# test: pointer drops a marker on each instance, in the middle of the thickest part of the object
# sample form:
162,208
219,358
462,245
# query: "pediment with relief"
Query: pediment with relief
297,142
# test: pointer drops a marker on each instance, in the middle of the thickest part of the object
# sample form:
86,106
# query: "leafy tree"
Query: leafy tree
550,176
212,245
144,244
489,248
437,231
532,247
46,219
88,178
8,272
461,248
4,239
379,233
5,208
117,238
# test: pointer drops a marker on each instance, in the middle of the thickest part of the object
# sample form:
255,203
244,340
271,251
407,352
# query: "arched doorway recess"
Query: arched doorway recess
---
» **Objective**: Please edit the rows above, changing every "marker" to "dot" and keeping everything else the same.

» **Task response**:
# test: pointer drops a dot on each instance, in the middle of the thickest part of the object
# sample form:
162,208
219,358
462,245
# query: "pediment with relief"
Query: pediment with relief
297,142
# test: pointer drops a dot on each instance, in the middle of the thickest part of the object
# sample form:
86,106
# query: "leafy tree"
Query: leafy tree
550,176
212,245
144,244
489,248
437,231
532,247
46,219
88,178
8,272
461,248
4,239
379,233
5,208
117,238
# test: pointer drops a dot on each instance, in the middle of the thickest part of the object
# sample form:
255,203
244,340
271,251
407,352
# query: "arched doorway recess"
Query: arched doorway recess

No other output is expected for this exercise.